_TRY IT_: Your task is to copy every line of the entries that contains "with".

_SOURCE INFORMATION_:
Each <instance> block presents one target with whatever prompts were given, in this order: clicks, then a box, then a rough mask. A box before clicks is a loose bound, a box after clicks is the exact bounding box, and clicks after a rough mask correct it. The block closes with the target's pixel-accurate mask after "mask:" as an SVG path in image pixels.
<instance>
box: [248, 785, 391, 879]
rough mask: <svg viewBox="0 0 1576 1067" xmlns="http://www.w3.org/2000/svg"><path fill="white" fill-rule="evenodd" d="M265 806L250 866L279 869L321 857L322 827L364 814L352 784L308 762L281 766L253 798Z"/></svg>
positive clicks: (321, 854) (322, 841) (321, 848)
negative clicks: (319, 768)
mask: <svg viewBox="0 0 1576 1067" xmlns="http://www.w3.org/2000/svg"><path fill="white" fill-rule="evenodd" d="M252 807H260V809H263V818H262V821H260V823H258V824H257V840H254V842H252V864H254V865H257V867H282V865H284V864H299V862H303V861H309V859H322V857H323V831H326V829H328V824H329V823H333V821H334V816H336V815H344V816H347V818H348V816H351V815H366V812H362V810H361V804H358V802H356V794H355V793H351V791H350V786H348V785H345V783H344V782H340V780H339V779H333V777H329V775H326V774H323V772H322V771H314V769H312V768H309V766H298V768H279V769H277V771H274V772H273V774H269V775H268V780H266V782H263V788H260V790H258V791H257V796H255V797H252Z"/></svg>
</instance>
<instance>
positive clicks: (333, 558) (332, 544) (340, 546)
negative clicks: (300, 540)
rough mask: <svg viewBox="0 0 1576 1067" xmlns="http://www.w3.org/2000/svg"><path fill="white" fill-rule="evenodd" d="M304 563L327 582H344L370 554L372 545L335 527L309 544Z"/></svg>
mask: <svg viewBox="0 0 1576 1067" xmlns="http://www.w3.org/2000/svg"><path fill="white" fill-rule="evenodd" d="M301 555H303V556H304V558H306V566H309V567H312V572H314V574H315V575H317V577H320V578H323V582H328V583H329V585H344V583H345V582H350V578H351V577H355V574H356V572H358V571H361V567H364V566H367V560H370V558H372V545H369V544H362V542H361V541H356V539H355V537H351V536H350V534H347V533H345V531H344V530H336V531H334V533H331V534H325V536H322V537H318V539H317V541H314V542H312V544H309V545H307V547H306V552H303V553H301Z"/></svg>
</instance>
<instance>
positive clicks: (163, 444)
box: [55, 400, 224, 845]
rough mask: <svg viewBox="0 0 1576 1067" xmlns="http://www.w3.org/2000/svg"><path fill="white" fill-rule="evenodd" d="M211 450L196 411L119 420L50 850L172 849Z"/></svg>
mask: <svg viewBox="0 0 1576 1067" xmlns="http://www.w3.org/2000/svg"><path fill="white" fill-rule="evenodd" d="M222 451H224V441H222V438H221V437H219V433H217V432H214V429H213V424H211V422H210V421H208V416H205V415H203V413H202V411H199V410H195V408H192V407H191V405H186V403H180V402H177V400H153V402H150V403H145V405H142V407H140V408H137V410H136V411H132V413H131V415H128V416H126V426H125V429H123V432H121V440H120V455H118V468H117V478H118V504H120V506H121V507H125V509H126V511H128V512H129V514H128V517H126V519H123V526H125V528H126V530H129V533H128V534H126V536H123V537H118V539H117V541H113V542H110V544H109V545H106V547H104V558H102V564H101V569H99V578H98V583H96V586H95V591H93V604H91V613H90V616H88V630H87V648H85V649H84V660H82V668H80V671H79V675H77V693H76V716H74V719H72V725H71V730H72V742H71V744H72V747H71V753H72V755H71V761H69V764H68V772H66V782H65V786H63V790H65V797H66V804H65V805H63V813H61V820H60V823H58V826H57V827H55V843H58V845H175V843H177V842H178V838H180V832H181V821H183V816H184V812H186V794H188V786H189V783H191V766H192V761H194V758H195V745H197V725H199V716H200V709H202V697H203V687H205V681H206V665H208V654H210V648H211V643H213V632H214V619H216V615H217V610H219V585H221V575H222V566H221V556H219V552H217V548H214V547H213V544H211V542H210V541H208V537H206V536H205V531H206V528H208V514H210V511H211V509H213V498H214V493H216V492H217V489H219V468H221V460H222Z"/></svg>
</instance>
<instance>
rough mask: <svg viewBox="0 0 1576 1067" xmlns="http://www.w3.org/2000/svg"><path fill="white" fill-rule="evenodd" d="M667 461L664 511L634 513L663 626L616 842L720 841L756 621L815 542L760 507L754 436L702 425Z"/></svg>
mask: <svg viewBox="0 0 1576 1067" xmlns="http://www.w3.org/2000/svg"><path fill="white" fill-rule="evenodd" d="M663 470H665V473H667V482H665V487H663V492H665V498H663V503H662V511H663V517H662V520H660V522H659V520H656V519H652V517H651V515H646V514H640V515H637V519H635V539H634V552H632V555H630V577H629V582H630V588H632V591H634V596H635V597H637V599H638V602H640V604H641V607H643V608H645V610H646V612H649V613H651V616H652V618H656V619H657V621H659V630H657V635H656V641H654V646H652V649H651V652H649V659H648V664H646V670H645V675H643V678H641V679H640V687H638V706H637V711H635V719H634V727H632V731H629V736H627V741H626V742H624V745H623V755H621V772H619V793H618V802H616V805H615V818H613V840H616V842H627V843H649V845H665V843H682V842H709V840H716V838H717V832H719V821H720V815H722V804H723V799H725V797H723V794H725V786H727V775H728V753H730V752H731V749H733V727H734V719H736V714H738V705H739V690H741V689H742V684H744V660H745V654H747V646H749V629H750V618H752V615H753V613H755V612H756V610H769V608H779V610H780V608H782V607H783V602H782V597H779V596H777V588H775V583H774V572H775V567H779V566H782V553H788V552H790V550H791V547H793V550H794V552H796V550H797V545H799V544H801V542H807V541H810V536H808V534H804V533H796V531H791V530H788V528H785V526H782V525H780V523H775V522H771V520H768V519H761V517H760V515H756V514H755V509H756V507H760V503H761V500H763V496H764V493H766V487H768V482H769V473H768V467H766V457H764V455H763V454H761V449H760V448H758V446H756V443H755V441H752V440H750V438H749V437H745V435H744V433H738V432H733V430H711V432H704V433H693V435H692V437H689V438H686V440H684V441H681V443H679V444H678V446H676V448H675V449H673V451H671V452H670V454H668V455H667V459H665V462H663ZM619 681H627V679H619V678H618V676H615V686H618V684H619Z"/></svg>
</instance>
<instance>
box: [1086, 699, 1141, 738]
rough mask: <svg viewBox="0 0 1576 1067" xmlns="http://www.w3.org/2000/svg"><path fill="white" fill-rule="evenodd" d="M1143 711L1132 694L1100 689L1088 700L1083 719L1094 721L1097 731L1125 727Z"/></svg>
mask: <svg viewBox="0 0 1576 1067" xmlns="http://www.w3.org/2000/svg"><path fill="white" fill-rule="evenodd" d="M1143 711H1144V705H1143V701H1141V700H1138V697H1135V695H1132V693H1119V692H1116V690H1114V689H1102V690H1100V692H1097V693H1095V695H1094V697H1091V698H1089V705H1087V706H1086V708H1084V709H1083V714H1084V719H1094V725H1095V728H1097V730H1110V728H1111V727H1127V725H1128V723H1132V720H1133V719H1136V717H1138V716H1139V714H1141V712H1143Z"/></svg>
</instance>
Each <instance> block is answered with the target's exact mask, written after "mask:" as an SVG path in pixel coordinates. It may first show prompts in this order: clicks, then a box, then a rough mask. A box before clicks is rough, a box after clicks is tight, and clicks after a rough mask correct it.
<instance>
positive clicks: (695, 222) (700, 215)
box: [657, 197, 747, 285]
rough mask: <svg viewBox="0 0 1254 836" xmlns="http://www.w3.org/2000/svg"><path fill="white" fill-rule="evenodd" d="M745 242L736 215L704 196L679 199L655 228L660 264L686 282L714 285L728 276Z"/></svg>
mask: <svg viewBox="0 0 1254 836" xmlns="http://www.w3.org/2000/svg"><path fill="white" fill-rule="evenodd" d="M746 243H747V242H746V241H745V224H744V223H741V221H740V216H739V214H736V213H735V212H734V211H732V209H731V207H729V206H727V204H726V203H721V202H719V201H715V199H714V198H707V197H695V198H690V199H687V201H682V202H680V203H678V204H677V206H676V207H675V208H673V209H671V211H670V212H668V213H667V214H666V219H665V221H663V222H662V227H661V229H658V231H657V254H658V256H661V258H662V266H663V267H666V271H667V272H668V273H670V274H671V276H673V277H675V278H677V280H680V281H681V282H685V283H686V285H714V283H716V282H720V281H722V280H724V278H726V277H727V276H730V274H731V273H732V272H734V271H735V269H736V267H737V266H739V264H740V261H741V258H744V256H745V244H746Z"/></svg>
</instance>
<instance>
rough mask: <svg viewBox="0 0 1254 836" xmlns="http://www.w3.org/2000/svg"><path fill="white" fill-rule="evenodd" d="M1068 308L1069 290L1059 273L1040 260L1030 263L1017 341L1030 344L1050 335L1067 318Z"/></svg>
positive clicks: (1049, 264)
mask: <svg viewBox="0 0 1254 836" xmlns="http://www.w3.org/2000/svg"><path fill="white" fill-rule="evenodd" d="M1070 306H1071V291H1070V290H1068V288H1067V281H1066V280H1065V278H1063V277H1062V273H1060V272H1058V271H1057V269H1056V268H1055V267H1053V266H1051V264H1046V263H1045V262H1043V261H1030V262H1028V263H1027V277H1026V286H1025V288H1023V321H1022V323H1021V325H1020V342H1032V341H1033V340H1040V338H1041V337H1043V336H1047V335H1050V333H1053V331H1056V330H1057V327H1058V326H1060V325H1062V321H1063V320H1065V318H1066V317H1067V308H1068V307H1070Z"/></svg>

_RESULT FOR THIS TASK_:
Each <instance> block presents one target with whatever prompts were given, in this order: clicks, then a box, then a rough mask. A box before clicks is a loose bound, a box after clicks is the exact bounding box, and clicks after a rough mask correct it. The block closes with the target's pixel-accurate mask after "mask:" as an SVG path in image pixels.
Each <instance> block is answered with the target's exact mask, written after "mask:" as an SVG path in pixel coordinates. It may first show prompts in this order: clicks, then a box, then a rough mask. A box before clicks is rough, a box after clicks is tight, and clicks after a rough mask correct it.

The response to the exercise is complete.